_WRITTEN EXERCISE_
Pull out every line of the listing below that contains the string "item" and copy each one in full.

──────────────────────────────

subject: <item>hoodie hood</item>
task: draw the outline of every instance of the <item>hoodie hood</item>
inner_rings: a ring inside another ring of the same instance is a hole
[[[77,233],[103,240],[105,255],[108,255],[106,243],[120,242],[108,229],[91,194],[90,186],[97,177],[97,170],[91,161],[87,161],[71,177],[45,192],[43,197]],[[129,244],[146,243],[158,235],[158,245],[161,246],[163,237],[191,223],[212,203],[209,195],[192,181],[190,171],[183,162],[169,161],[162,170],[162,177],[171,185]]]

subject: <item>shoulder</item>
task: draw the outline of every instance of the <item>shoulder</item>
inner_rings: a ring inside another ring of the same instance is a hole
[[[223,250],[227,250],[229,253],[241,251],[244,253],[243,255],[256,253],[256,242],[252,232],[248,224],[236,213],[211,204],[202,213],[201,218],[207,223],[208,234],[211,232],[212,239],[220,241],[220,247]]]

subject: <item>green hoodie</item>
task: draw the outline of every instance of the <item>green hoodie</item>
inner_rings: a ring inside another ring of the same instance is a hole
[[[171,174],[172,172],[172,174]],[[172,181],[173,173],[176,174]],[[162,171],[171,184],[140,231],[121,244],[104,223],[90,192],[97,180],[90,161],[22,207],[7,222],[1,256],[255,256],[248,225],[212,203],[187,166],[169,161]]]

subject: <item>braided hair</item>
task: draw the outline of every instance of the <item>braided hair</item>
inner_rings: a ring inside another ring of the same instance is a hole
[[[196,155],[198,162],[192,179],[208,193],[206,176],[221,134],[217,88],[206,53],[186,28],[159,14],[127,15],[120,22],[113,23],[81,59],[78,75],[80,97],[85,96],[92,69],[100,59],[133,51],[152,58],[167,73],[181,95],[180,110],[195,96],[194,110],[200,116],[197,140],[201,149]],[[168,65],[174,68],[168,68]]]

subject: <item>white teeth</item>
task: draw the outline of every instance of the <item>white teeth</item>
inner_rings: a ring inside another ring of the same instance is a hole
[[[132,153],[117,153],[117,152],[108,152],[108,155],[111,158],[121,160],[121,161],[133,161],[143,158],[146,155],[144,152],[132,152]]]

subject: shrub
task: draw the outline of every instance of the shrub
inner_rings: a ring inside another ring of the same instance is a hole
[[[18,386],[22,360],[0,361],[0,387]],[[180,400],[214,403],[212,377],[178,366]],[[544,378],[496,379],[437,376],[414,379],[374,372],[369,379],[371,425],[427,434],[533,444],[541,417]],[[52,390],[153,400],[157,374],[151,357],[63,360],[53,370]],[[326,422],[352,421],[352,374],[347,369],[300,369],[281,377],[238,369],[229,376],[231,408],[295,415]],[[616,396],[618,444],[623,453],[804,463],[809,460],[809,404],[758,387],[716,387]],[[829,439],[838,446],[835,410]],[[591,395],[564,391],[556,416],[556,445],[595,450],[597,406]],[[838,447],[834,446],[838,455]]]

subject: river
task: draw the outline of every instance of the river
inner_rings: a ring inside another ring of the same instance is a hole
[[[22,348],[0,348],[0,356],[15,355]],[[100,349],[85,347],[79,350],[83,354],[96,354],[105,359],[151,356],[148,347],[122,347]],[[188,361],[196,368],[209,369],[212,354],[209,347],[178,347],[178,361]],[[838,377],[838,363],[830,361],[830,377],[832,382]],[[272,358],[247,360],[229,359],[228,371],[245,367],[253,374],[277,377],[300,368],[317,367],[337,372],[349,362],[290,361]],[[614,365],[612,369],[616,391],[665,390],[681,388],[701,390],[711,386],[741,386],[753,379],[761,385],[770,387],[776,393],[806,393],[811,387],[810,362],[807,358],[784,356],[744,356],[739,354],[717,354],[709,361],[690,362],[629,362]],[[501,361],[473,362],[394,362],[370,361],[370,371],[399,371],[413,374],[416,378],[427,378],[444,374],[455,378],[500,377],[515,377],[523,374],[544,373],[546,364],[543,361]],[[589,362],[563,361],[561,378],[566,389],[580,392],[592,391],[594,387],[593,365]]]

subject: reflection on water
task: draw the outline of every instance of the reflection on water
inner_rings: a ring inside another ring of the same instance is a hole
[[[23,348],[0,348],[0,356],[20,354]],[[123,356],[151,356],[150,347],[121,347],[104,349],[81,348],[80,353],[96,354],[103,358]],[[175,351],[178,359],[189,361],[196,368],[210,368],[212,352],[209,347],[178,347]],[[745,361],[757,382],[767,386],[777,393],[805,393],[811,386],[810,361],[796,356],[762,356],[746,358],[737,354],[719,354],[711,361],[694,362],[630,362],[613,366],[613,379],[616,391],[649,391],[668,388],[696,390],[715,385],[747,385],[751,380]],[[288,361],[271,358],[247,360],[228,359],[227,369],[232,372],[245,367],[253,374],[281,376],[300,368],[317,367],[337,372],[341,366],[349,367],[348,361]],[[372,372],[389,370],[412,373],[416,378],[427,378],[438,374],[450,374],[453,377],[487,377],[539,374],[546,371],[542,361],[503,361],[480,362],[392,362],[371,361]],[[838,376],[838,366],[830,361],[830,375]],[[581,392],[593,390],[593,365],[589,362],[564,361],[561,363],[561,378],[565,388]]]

──────────────────────────────

_FULL OUTPUT_
subject: <item>hoodie hood</item>
task: draw the outline of every instance of the <item>hoodie hood</item>
subject: <item>shoulder</item>
task: draw the outline of every instance of the <item>shoulder</item>
subject: <item>green hoodie</item>
task: draw the outline of every instance of the <item>green hoodie</item>
subject: <item>braided hair</item>
task: draw the outline of every instance of the <item>braided hair</item>
subject: <item>white teeth</item>
task: draw the outline of every instance of the <item>white teeth</item>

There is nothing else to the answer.